> _Consigne_: Dans le texte sur Yakari ci-dessous, recopiez mot pour mot le passage qui commence par « Ensemble, ils lancent » et se termine par « préoccupations écologiques contemporaines. ».

> _Texte du document_:
Ensemble, ils lancent d’abord Les aventures de Pythagore et Cie, une série mettant en scène un hibou savant. Mais c’est en 1969 que naît Yakari, un petit Indien de la tribu Lakota, capable de communiquer avec les animaux. Ce personnage, imaginé graphiquement par Derib, trouve en Job un scénariste capable d’infuser à cette série une profondeur narrative, centrée sur la nature, la tolérance, et un respect des animaux qui précède largement les préoccupations écologiques contemporaines.
Un univers en harmonie avec la nature
Yakari se distingue immédiatement des autres bandes dessinées de l’époque par son approche pacifique et respectueuse de la nature. Contrairement aux récits classiques du western souvent axés sur la confrontation entre cow-boys et Indiens, Job et Derib choisissent de raconter les aventures d’un enfant qui n’a jamais rencontré d’hommes blancs et dont l’univers est peuplé d’animaux. Accompagné de son fidèle Petit Tonnerre, un cheval au pelage noir et blanc, Yakari évolue dans un monde où chaque créature, de l’ours au coyote, a une place importante.
Pour Job, Yakari est avant tout un enfant curieux, généreux et débrouillard. « Yakari est un enfant qui aime les animaux, comme moi », confiait-il dans une interview en 2020. Grâce à son totem, le Grand Aigle, Yakari peut parler aux animaux, un secret qu’il partage seulement avec son amie Arc-en-Ciel. Ce pouvoir lui permet de vivre des aventures où la bienveillance, la justice et l’amitié sont toujours au centre des intrigues. C’est un héros qui, contrairement aux stéréotypes du western, n’est ni un chasseur ni un guerrier, mais plutôt un enfant en quête de compréhension du monde qui l’entoure.
Une série à succès internationale
Dès son premier album publié en 1973, Yakari rencontre un énorme succès. Traduit dans plus de 20 langues, la série a su conquérir un public bien au-delà des frontières suisses et françaises. Entre 1973 et 2014, Job écrira les scénarios de 38 tomes des aventures de Yakari, avant de passer le relais à d’autres scénaristes, notamment Joris Chamblain et Xavier Giacometti.
Mais le succès de Yakari ne se limite pas aux pages de bande dessinée. La série est adaptée en dessins animés, la première fois en 1983, puis à nouveau en 2005 avec une version diffusée sur France Télévisions et RTBF en Belgique. Elle est également déclinée en long-métrage, en roman, en comédie musicale et même en jeu vidéo. Le personnage est devenu un véritable phénomène culturel, avec plus de 5 millions d’exemplaires vendus à travers le monde.
Un engagement écologique avant l’heure
L’une des raisons du succès durable de Yakari réside dans les thèmes chers à Job : la protection de la nature, la tolérance et le vivre ensemble. Dès les premiers albums, Job et Derib font le choix de ne pas céder aux facilités du genre western en évitant les armes et les duels pour privilégier une approche plus spirituelle et écologique. Dans chaque tome, un animal ou une plante est mis en avant, permettant aux jeunes lecteurs de découvrir la richesse de la faune et de la flore nord-américaine. Cet aspect a permis de sensibiliser de nombreuses générations aux enjeux de l’écologie et du respect de l’environnement.
Une carrière couronnée de succès
Tout au long de sa carrière, André Jobin a été salué pour son travail de scénariste visionnaire. Il a reçu plusieurs distinctions, dont deux Prix Jeunesse au Festival de la BD d’Angoulême, en 1982 et 2006, pour les albums de Yakari. Ces récompenses viennent reconnaître l’impact qu’il a eu sur la bande dessinée jeunesse et sur la manière dont il a su transmettre des valeurs positives à travers des récits accessibles et captivants.
Aujourd’hui, le nom d’André Jobin restera à jamais associé à celui de Yakari et de Petit Tonnerre, ces deux personnages qui ont su traverser les époques et rester intemporels.

> _Données enregistrées_:
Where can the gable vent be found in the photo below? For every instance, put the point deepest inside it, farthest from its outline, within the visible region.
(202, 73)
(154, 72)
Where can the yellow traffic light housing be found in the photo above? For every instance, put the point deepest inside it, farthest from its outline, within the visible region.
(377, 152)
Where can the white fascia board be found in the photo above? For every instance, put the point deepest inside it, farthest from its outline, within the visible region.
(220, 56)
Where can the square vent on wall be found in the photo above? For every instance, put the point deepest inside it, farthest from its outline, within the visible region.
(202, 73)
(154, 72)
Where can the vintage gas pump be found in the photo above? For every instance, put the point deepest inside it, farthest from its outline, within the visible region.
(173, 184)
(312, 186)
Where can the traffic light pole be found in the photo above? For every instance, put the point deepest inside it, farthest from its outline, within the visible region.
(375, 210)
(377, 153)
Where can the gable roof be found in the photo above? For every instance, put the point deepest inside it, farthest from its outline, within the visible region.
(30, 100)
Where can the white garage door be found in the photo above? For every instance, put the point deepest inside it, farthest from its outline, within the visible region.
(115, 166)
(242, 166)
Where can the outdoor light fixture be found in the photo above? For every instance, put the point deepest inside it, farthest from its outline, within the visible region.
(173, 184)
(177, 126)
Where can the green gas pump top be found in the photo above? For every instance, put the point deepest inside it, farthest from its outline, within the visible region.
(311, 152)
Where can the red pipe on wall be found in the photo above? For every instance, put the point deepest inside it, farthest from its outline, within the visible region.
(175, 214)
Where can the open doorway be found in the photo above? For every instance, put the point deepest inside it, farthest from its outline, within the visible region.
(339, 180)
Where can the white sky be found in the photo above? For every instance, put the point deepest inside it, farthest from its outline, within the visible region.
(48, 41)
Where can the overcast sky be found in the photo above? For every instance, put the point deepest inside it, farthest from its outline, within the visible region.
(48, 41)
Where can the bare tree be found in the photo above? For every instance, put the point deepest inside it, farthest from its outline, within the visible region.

* * *

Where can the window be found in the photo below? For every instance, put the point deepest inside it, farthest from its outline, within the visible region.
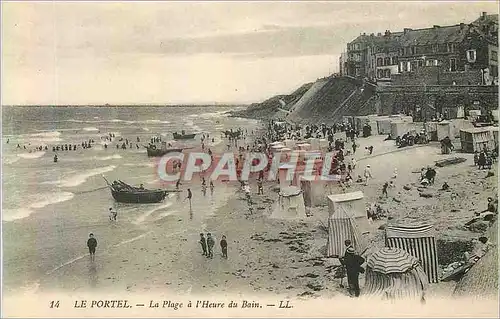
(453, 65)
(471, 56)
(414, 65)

---

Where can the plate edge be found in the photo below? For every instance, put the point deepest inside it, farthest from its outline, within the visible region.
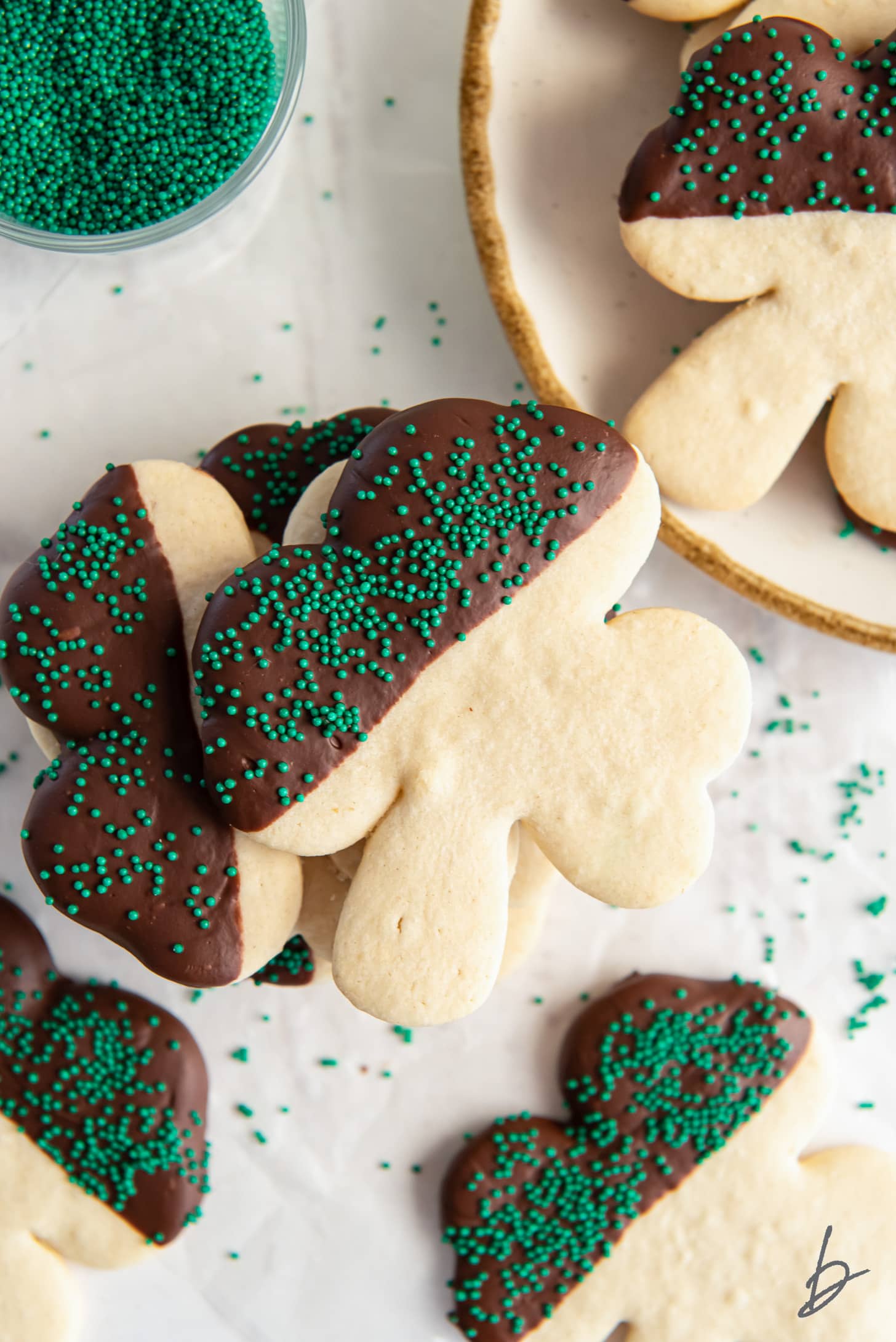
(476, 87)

> _Réponse attendue_:
Ensemble, ils lancent d’abord Les aventures de Pythagore et Cie, une série mettant en scène un hibou savant. Mais c’est en 1969 que naît Yakari, un petit Indien de la tribu Lakota, capable de communiquer avec les animaux. Ce personnage, imaginé graphiquement par Derib, trouve en Job un scénariste capable d’infuser à cette série une profondeur narrative, centrée sur la nature, la tolérance, et un respect des animaux qui précède largement les préoccupations écologiques contemporaines.